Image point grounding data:
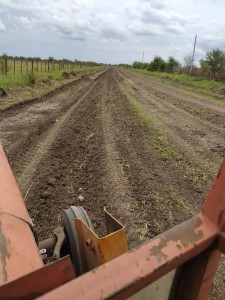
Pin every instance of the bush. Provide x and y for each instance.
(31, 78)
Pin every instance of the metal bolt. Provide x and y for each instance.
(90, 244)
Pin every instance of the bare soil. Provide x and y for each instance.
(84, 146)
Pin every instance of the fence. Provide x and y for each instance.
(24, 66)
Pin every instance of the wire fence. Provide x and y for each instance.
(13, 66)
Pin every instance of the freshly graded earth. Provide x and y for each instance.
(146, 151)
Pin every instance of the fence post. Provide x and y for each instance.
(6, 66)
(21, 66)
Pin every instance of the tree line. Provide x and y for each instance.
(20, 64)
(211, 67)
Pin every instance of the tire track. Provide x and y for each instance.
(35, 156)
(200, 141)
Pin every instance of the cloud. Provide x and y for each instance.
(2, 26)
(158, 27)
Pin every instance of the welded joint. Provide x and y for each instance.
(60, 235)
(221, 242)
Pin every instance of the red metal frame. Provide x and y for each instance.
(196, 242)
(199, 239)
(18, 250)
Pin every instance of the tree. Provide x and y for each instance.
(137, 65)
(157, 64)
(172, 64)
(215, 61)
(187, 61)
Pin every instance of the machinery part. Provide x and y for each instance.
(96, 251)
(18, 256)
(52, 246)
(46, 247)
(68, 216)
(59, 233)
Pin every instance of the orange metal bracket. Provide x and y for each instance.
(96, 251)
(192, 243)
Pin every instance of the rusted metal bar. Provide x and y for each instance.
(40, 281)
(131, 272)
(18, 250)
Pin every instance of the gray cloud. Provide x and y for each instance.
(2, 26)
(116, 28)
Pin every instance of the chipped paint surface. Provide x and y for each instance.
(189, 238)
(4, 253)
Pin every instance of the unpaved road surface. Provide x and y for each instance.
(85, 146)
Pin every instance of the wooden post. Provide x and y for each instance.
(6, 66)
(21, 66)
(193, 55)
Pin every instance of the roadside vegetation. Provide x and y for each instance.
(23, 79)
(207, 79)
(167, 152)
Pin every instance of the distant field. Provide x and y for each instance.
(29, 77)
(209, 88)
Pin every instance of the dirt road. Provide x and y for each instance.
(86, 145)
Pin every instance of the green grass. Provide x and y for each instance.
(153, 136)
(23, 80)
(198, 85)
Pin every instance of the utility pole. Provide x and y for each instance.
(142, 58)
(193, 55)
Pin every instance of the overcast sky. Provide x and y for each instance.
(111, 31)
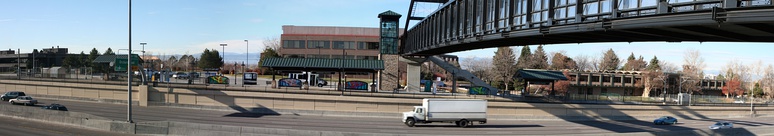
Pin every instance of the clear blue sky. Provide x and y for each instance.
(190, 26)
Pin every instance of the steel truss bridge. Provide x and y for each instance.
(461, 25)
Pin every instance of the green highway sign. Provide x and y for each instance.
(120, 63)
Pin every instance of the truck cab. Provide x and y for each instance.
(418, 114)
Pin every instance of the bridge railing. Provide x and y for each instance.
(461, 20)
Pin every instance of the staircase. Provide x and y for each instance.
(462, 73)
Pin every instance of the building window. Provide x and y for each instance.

WHAT IS EXPECTED: Please print all the lines above exactly as given and leave out every picture.

THE ANSWER:
Pin every instance of the bush. Provide x and y for each instance.
(31, 78)
Pin every instance of the metal bolt. Provide x and y for each instance.
(90, 244)
Pin every instance of the bare soil. Provide x and y for each instance.
(84, 146)
Pin every instance of the fence. Provide x and y for each instance.
(24, 66)
Pin every instance of the wire fence. Provide x and y for each instance.
(13, 66)
Pin every instance of the freshly graded earth. Provide x and y for each instance.
(146, 151)
Pin every instance of the fence post. Provide x and y for each instance.
(6, 66)
(21, 66)
Pin every instance of the tree line. Provide x and y for each instance.
(20, 64)
(211, 67)
Pin every instance of the tire track. Provide x and y for each instance.
(35, 156)
(200, 141)
Pin every instance of the cloud. Provide x and y for each instance.
(2, 26)
(158, 27)
Pin every instance of the welded joint. Provide x and y for each instance.
(60, 235)
(221, 242)
Pin every instance of the red metal frame. Provide x and y for each instance.
(196, 242)
(199, 239)
(18, 250)
Pin every instance of the tree. Provide x and y for each instance.
(137, 65)
(157, 64)
(172, 64)
(215, 61)
(187, 61)
Pin every instance of the machinery part. Provide x and y for each instance.
(96, 251)
(18, 256)
(52, 246)
(46, 247)
(68, 216)
(59, 233)
Pin every instance of the orange metal bracket. Provide x and y for each instance.
(96, 251)
(192, 243)
Pin every instance of the rusted metal bar. Provide x and y for each instance.
(40, 281)
(131, 272)
(18, 250)
Pin every instance of the gray cloud. Provide x and y for each instance.
(2, 26)
(116, 28)
Pin every instance of the chipped paint surface. Provide x and y for each instance.
(189, 238)
(4, 253)
Pin every instance of the unpaved road surface. Provide x and y for each instance.
(85, 146)
Pin every instance of the wooden post. Provide x and y for each instance.
(6, 66)
(21, 66)
(193, 55)
Pin every instance of the roadside vegetation. Provide x and y for each instance.
(23, 79)
(207, 79)
(167, 152)
Pin every instance of the distant field. Provide x and y for each instance.
(29, 77)
(209, 88)
Pin every instance of the dirt road. Provide x and y for each instance.
(86, 145)
Pin every instance of the green grass. Provide x and y for each instance.
(153, 136)
(23, 80)
(198, 85)
Pin every instance of the utility pole. Provide x and y for each instance.
(142, 58)
(193, 55)
Pin every instance of the overcast sky. Provide x and y for each instance.
(111, 31)
Pin every instance of the clear blue sky. Provide x and y for each instance.
(190, 26)
Pin every instance of the steel truss bridge. Provide x and y for each instance.
(461, 25)
Pin every instance of the green highway sign. Provide x and y for each instance.
(120, 63)
Pin every instance of the truck cab. Provide x and y for each instance.
(418, 114)
Pin every instance of the bridge railing. Provide x and y for each instance.
(461, 20)
Pin every instance of the staircase. Provide x and y for each instance.
(462, 73)
Pin every instance of the building window. Provide x and y for each instance.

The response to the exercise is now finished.